[[ QUOTED PASSAGE open ]]

Doing More with Less: A Survey on Routing Strategies for Resource Optimisation in Large Language Model-Based Systems

TL;DR

This survey analyzes routing strategies to optimise resource use in large language model–based systems, distinguishing pre-generation and post-generation routing while formalising routing as a performance-cost trade-off. It categorises methods into similarity-based, supervised, reinforcement learning-based, and generative routing, detailing their mechanisms, advantages, and limitations, and discusses industrial applicability and standardisation needs. Key contributions include a comprehensive taxonomy, evaluation considerations, and guidance for developing adaptive, low-cost routing in dynamic LLM ecosystems. The work highlights the potential of complementary model pools, inductive graphs, and autonomous routing to sustain performance while reducing financial, computational, and environmental costs. It also identifies pressing challenges and proposes benchmarks and future directions for advancing practical, scalable routing in real-world systems.

Abstract

Large Language Model (LLM)-based systems, i.e. interconnected elements that include an LLM as a central component, such as conversational agents, are usually designed with monolithic, static architectures that rely on a single, general-purpose LLM to handle all user queries. However, these systems may be inefficient as different queries may require different levels of reasoning, domain knowledge or pre-processing. While generalist LLMs (e.g. GPT-4o, Claude-Sonnet) perform well across a wide range of tasks, they may incur significant financial, energy and computational costs. These costs may be disproportionate for simpler queries, resulting in unnecessary resource utilisation. A routing mechanism can therefore be employed to route queries to more appropriate components, such as smaller or specialised models, thereby improving efficiency and optimising resource consumption. This survey aims to provide a comprehensive overview of routing strategies in LLM-based systems. Specifically, it reviews when, why, and how routing should be integrated into LLM pipelines to improve efficiency, scalability, and performance. We define the objectives to optimise, such as cost minimisation and performance maximisation, and discuss the timing of routing within the LLM workflow, whether it occurs before or after generation. We also detail the various implementation strategies, including similarity-based, supervised, reinforcement learning-based, and generative methods. Practical considerations such as industrial applications and current limitations are also examined, like standardising routing experiments, accounting for non-financial costs, and designing adaptive strategies. By formalising routing as a performance-cost optimisation problem, this survey provides tools and directions to guide future research and development of adaptive low-cost LLM-based systems.

Paper Structure

This paper contains 39 sections, 1 equation, 2 figures, 2 tables.

Figures (2)

  • Figure 1: Routing as pre-generation step -- Before generating an answer, each LLM's ability to provide an appropriate answer is assessed based on the user query complexity and/or topic. Dotted arrows represent non-selected LLM candidates. Rectangles with straight edges represent the router and routing candidates, while rectangles with rounded corners represent input/output components (user requests and results).
  • Figure 2: Routing as post-generation step (or cascade routing) -- The relevance of a larger LLM is determined by the evaluation of the answers generated by the current LLM. Each candidate response is evaluated sequentially. If an answer is deemed inadequate or untrustworthy, the user query is routed to a larger LLM. Typically, the cascade sequence is static. Rectangles with straight edges represent the router and routing candidates, while rectangles with rounded corners represent input/output components.

[[ QUOTED PASSAGE closed ]]

> [WHAT YOU ARE ASKED TO DO]: Copy the routing survey word for word, from "Figures (2)" up to and including "requests and results).".

[[ SOURCE MATERIAL open ]]

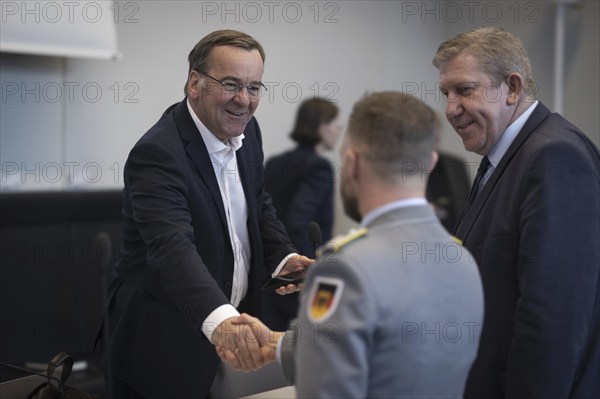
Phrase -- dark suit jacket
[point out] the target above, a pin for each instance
(301, 185)
(448, 189)
(176, 261)
(534, 230)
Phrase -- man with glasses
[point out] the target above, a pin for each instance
(200, 235)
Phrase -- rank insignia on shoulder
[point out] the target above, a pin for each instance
(325, 294)
(335, 244)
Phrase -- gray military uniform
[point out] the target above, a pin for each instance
(395, 312)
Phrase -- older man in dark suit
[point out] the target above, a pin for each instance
(200, 234)
(532, 223)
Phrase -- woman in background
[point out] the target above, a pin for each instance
(301, 183)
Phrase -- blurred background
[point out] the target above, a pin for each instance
(70, 114)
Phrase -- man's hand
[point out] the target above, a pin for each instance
(240, 340)
(267, 341)
(294, 264)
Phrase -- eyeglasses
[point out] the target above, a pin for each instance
(254, 90)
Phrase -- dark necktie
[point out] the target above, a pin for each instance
(483, 166)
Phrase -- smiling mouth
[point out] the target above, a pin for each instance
(235, 113)
(459, 127)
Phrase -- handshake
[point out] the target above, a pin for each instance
(245, 343)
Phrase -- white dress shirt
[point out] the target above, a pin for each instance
(500, 148)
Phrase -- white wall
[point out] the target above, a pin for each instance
(80, 137)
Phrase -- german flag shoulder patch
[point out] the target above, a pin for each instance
(324, 297)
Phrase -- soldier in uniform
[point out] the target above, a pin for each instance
(395, 308)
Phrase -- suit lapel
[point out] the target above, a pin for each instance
(471, 214)
(196, 150)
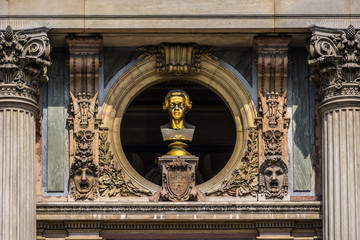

[[ SOURCE MATERIAL closed ]]

> [TASK OUTPUT]:
Figures (2)

  • Figure 1: Routing as pre-generation step -- Before generating an answer, each LLM's ability to provide an appropriate answer is assessed based on the user query complexity and/or topic. Dotted arrows represent non-selected LLM candidates. Rectangles with straight edges represent the router and routing candidates, while rectangles with rounded corners represent input/output components (user requests and results).